— begin RECORDS SUPPLIED —

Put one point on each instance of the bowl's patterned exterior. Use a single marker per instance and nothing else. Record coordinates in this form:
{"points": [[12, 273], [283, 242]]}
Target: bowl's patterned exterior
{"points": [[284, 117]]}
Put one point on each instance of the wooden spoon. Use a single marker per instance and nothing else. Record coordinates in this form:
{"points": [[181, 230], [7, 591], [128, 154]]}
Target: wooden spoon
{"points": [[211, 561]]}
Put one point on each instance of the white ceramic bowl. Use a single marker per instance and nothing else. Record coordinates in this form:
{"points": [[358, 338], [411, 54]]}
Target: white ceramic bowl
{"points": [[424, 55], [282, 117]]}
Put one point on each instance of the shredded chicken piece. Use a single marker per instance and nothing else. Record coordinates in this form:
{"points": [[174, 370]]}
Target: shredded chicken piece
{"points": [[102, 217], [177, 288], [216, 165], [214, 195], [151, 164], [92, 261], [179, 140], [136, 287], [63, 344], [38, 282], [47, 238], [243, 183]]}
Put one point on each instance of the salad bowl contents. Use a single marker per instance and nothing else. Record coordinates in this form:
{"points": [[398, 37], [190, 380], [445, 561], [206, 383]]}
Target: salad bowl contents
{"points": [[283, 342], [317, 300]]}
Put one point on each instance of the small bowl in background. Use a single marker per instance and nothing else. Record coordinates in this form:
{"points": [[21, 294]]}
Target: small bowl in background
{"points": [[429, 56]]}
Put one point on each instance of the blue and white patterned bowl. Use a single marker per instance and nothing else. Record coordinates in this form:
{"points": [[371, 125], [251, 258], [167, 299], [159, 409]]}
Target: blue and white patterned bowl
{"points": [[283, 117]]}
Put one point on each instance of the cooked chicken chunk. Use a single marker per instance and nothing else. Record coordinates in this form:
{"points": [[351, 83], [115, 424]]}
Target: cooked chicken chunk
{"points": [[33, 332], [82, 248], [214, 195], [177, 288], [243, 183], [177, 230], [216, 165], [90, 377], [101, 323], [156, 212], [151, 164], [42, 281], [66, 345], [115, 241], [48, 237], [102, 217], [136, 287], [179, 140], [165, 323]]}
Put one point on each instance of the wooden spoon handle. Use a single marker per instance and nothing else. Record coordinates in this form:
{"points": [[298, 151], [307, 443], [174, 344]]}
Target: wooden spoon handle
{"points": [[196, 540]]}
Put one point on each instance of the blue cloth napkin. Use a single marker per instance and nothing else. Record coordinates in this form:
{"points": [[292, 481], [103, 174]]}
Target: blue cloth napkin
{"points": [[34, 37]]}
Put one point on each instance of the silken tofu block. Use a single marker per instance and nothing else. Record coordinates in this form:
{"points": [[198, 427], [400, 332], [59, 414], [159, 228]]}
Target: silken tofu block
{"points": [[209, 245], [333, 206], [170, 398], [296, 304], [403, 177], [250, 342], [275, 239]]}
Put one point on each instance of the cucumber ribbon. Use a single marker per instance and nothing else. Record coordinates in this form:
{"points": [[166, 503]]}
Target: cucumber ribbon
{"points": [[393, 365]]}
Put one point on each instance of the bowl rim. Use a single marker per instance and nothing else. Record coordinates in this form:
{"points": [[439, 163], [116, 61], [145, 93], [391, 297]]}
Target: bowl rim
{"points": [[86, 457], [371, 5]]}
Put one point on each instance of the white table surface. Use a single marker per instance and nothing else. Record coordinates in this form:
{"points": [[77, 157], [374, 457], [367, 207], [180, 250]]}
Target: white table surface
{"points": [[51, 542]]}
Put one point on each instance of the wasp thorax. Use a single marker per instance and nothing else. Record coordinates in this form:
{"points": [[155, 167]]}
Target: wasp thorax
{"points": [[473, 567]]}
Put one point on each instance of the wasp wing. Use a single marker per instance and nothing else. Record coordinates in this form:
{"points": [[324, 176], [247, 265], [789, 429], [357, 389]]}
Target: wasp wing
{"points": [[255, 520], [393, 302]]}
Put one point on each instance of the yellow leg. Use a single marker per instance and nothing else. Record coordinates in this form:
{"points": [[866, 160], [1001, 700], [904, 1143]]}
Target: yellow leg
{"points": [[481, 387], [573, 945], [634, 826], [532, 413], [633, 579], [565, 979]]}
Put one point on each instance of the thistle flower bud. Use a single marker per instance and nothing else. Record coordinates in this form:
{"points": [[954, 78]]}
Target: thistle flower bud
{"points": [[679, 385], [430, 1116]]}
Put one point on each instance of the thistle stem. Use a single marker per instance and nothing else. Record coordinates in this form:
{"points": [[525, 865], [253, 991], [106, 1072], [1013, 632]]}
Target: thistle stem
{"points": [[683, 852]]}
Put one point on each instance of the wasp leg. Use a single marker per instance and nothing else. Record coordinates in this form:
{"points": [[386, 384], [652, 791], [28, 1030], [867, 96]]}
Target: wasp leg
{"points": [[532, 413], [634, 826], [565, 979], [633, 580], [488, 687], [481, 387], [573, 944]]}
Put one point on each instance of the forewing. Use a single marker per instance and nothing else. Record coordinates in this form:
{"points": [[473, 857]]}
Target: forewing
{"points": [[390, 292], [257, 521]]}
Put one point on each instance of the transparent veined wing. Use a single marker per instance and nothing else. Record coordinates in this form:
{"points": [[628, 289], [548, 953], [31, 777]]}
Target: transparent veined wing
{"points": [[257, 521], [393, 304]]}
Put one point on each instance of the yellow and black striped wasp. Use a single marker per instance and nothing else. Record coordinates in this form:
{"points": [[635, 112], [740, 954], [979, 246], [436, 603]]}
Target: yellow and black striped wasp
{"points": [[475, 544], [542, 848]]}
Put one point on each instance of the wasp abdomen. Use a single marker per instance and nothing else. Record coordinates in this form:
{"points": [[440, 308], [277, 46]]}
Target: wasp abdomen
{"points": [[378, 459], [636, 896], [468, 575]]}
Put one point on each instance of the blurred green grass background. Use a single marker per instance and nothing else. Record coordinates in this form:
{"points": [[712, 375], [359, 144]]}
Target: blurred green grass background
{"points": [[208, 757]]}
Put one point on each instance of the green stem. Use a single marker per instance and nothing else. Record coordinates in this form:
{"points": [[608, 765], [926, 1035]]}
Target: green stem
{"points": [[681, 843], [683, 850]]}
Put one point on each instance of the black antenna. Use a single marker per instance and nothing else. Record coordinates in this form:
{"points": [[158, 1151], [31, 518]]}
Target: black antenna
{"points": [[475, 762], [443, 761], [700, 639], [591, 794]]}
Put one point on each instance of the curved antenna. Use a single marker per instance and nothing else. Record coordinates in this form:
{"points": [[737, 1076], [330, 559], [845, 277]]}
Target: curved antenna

— end RECORDS SUPPLIED —

Recast all of the material above as a Markdown table with the columns No. and Line, giving each line its row number and omitting blank lines.

| No. | Line |
|---|---|
| 1 | Put one point on each instance of the bowl's patterned exterior. Use a single marker per instance and nothing else. Record coordinates in this form: |
| 2 | {"points": [[12, 273], [283, 242]]} |
| 3 | Target: bowl's patterned exterior |
| 4 | {"points": [[284, 117]]} |
| 5 | Put one point on each instance of the wooden spoon. Use a single marker per instance and nothing else. Record coordinates in this form: |
| 6 | {"points": [[181, 230], [7, 591], [128, 154]]} |
| 7 | Target: wooden spoon |
| 8 | {"points": [[211, 561]]} |
| 9 | Put one point on each instance of the white ceramic bowl. Use a single marker per instance and nothing else. Record coordinates in this form: |
| 10 | {"points": [[358, 338], [411, 54]]} |
| 11 | Target: white ceramic bowl |
| 12 | {"points": [[424, 55], [282, 117]]} |
| 13 | Put one point on each instance of the shredded chicken piece. Use a single marker per instance and nothing else. Record coordinates in this form: |
| 14 | {"points": [[174, 370]]} |
| 15 | Target: shredded chicken piece |
| 16 | {"points": [[102, 217], [177, 288], [216, 165], [214, 195], [151, 164], [92, 261], [179, 140], [136, 287], [63, 344], [38, 282], [47, 238], [243, 183]]} |
| 17 | Put one point on each instance of the salad bowl contents. Use a single marker per instance and nothing else. Record coordinates in this form: |
| 18 | {"points": [[398, 37], [190, 380], [445, 561], [206, 383]]} |
| 19 | Target: salad bowl contents |
| 20 | {"points": [[283, 342], [317, 300]]} |
| 21 | Put one point on each instance of the small bowl in background. Use a single marker per instance and nothing else. Record coordinates in this form: |
| 22 | {"points": [[21, 294]]} |
| 23 | Target: small bowl in background |
| 24 | {"points": [[429, 56]]} |
| 25 | Put one point on each instance of the blue and white patterned bowl. Use a single marker per instance and nothing else. Record coordinates in this form: |
| 26 | {"points": [[371, 125], [251, 258], [167, 299], [159, 409]]} |
| 27 | Target: blue and white patterned bowl |
| 28 | {"points": [[283, 117]]} |
| 29 | Put one point on each instance of the cooked chicken chunk. Use a single marker per instance and nothing else. Record coordinates in this form: |
| 30 | {"points": [[351, 83], [115, 424]]} |
| 31 | Target: cooked chicken chunk |
| 32 | {"points": [[33, 332], [82, 248], [214, 195], [177, 288], [243, 183], [177, 230], [216, 165], [90, 377], [101, 323], [156, 212], [151, 164], [42, 281], [66, 345], [115, 241], [48, 237], [102, 217], [136, 287], [179, 140], [165, 323]]} |
| 33 | Put one point on each instance of the wooden spoon handle. Use a single marker per instance and nothing else. Record coordinates in this form: |
| 34 | {"points": [[298, 151], [307, 443], [174, 344]]} |
| 35 | Target: wooden spoon handle |
| 36 | {"points": [[196, 540]]} |
| 37 | Put one point on each instance of the blue cloth napkin. Use a single marker per instance and nothing else. Record coordinates in this form: |
| 38 | {"points": [[292, 481], [103, 174]]} |
| 39 | Target: blue cloth napkin |
| 40 | {"points": [[34, 37]]} |
| 41 | Put one point on each instance of the silken tofu block. Use a single marker per instance and nothing else. Record coordinates in this form: |
| 42 | {"points": [[198, 427], [400, 332], [59, 414], [159, 228]]} |
| 43 | Target: silken tofu block |
| 44 | {"points": [[209, 245], [333, 206], [170, 398], [296, 304], [403, 177], [250, 342], [275, 239]]} |
| 45 | Put one point on each instance of the cucumber ribbon. Use a single marker per instance and nothing else. Record coordinates in this form: |
| 46 | {"points": [[166, 503]]} |
| 47 | Target: cucumber ribbon |
| 48 | {"points": [[393, 365]]} |
| 49 | Put one point on each instance of the bowl rim. Use a single marker per instance and nothing else. Record coordinates in this form: |
| 50 | {"points": [[439, 163], [116, 61], [145, 93], [391, 297]]} |
| 51 | Target: bowl rim |
| 52 | {"points": [[86, 457], [371, 5]]} |
| 53 | Put one point on each instance of the white table surface. Use a single marker per instance and nothing else. Record coordinates in this form: |
| 54 | {"points": [[77, 157], [374, 457], [367, 207], [180, 250]]} |
| 55 | Target: white table surface |
| 56 | {"points": [[51, 542]]} |
| 57 | Put one point on each instance of the wasp thorax. Use a single marker per instance and nothing else. Record coordinates in this form: |
| 58 | {"points": [[155, 167]]} |
| 59 | Target: wasp thorax |
| 60 | {"points": [[473, 567]]} |
| 61 | Put one point on each instance of the wasp wing. Use a single marker per instance and nothing else. Record coordinates in this form: |
| 62 | {"points": [[324, 176], [247, 265], [789, 429], [357, 389]]} |
| 63 | Target: wasp wing |
| 64 | {"points": [[255, 520], [393, 302]]} |
| 65 | Put one point on each instance of the yellow leg. Use a single marker per instance and nothing else. Record coordinates in this form: |
| 66 | {"points": [[866, 160], [1001, 700], [904, 1143]]} |
| 67 | Target: yellow leg |
| 68 | {"points": [[481, 387], [573, 945], [634, 826], [532, 413], [633, 579], [565, 979]]} |
| 69 | Put one point on each instance of the thistle flower bud. Use a single marker per instance and nothing else. Record coordinates in this form: |
| 70 | {"points": [[954, 78]]} |
| 71 | Target: thistle flower bud |
| 72 | {"points": [[679, 385], [430, 1116]]} |
| 73 | Put one point on each instance of the thistle stem. Use a single marker per instance and nothing else. Record coordinates in this form: |
| 74 | {"points": [[525, 865], [253, 991], [106, 1072], [1013, 632]]} |
| 75 | Target: thistle stem |
| 76 | {"points": [[683, 852]]} |
| 77 | Put one point on each instance of the wasp leg. Use a single marker per instance and nothing else. Record coordinates in this form: |
| 78 | {"points": [[386, 384], [652, 791], [28, 1030], [867, 96]]} |
| 79 | Target: wasp leg |
| 80 | {"points": [[532, 413], [634, 826], [565, 979], [633, 580], [488, 687], [481, 387], [573, 944]]} |
| 81 | Put one point on each instance of the forewing. Use a single marker per instance and nothing else. Record coordinates in this form: |
| 82 | {"points": [[473, 857]]} |
| 83 | Target: forewing |
| 84 | {"points": [[390, 292], [257, 521]]} |
| 85 | Put one point on each instance of the transparent veined wing. Use a single marker per instance and nothing else. Record coordinates in this form: |
| 86 | {"points": [[628, 289], [548, 953], [31, 777]]} |
| 87 | Target: transparent veined wing |
| 88 | {"points": [[257, 521], [393, 304]]} |
| 89 | Put one point on each instance of the yellow and black striped wasp. Use a single marker per instance and nothing else. Record coordinates in this form: |
| 90 | {"points": [[635, 112], [740, 954], [979, 246], [436, 603]]} |
| 91 | Target: yellow and black striped wasp |
| 92 | {"points": [[475, 544], [542, 848]]} |
| 93 | Put one point on each instance of the wasp abdomen. Use a single marker per instance and nothing else. Record coordinates in this form: |
| 94 | {"points": [[440, 308], [277, 46]]} |
| 95 | Target: wasp abdomen |
| 96 | {"points": [[378, 459], [636, 896], [468, 575]]} |
| 97 | Put one point on each instance of the blurred green grass background. Use a single marker per instance and nothing else. Record coordinates in this form: |
| 98 | {"points": [[712, 375], [359, 144]]} |
| 99 | Target: blurred green grass background |
| 100 | {"points": [[208, 757]]} |
| 101 | Put one point on each instance of the green stem. Use a single marker per instance and nothing else. Record coordinates in this form: |
| 102 | {"points": [[608, 765], [926, 1035]]} |
| 103 | Target: green stem |
| 104 | {"points": [[681, 843], [683, 850]]} |
| 105 | Put one point on each instance of the black antenna. Use a single marker per instance and nothing else. Record coordinates in this form: |
| 106 | {"points": [[158, 1151], [31, 518]]} |
| 107 | Target: black antenna |
| 108 | {"points": [[475, 762], [443, 761], [700, 639], [591, 794]]} |
| 109 | Put one point on each instance of the curved antenna. Use a single marker per instance and nothing else. Record coordinates in this form: |
| 110 | {"points": [[737, 1076], [330, 559], [845, 277]]} |
| 111 | Target: curved antenna |